Starting this month, general practitioners in the National Health Service (NHS) have been banned from advertising private services. The ban is being implemented through a new contract agreed by NHS England, the umbrella organisation for NHS trusts.
The contract stipulates that “from 2019 it will no longer be possible for any GP provider either directly or via proxy to advertise or host private, paid-for GP services that fall within the scope of NHS-funded primary medical services.”
NHS England ratified the contract with the British Medical Association (BMA), one of the biggest associations for healthcare workers, which hailed it as the “biggest overhaul of services for 15 years” and one that would stop the “increasing blurring in recent years between NHS and private GP services offered to patients.”
-------
■ Study questions:
(1) In the text on the GP advertising ban, which organization did NHS England ratify the new contract with?
(2) Copy the text on the GP advertising ban word for word, starting at "Starting this month, general" and ending at "for NHS trusts.".
The material after this point is separate from the text on the GP advertising ban.
-------
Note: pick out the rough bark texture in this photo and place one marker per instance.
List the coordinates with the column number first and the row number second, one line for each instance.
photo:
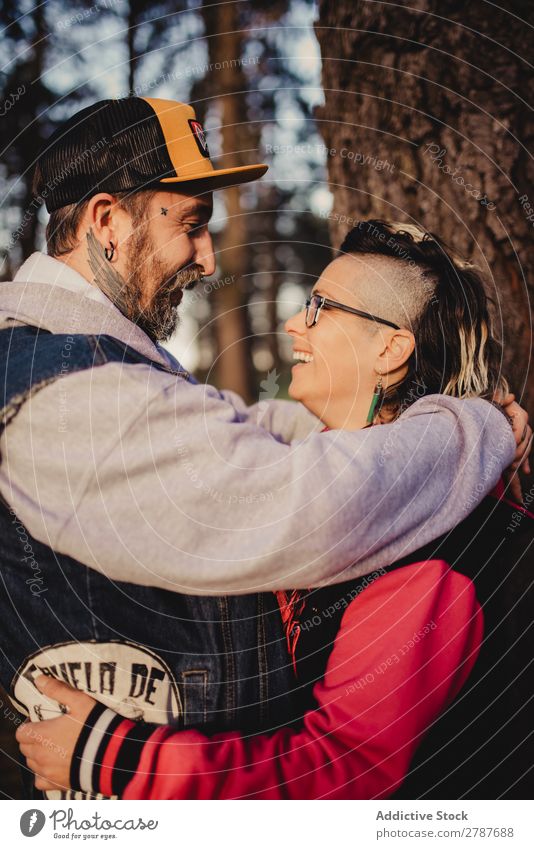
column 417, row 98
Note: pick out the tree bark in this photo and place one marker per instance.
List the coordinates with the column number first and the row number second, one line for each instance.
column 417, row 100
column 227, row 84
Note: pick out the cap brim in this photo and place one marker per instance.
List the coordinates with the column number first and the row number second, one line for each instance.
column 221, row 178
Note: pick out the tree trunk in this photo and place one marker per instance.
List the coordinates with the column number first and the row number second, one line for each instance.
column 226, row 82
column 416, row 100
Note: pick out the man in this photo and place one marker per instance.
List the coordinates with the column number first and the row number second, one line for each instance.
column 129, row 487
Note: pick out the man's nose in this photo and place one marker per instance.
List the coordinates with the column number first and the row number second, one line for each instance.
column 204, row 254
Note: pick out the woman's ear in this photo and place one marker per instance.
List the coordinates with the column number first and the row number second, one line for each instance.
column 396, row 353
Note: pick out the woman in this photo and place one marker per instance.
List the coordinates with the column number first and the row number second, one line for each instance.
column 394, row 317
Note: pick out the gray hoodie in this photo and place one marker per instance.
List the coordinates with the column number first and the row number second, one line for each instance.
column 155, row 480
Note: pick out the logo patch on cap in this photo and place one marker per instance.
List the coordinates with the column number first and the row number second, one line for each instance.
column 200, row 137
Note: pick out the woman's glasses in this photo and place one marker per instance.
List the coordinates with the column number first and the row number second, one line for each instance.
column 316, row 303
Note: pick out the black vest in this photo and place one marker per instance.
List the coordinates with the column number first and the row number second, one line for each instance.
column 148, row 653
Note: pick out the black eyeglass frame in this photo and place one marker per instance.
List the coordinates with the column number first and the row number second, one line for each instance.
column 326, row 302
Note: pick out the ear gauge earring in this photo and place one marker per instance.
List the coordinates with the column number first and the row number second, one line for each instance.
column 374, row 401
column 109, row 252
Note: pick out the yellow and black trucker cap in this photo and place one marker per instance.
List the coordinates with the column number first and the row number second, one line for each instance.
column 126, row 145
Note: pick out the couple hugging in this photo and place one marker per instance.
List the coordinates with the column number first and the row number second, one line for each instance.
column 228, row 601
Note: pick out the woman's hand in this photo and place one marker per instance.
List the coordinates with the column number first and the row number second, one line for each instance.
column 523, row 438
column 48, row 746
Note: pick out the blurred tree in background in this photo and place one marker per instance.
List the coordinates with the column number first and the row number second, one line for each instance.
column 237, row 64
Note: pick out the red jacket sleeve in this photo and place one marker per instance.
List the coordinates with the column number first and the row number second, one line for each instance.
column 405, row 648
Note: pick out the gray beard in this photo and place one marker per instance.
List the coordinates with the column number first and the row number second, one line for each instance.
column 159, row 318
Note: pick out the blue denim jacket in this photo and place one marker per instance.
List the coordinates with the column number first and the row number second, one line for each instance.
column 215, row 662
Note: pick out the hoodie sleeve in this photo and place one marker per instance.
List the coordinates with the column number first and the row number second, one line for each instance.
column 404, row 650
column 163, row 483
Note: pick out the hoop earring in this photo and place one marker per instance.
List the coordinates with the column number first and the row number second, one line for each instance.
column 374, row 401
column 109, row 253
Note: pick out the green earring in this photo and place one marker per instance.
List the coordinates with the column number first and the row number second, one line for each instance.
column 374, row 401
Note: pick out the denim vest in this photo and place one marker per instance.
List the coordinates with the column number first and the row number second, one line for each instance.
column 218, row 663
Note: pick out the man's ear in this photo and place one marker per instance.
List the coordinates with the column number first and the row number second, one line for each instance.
-------
■ Answers to this exercise:
(1) The British Medical Association (BMA).

(2)
Starting this month, general practitioners in the National Health Service (NHS) have been banned from advertising private services. The ban is being implemented through a new contract agreed by NHS England, the umbrella organisation for NHS trusts.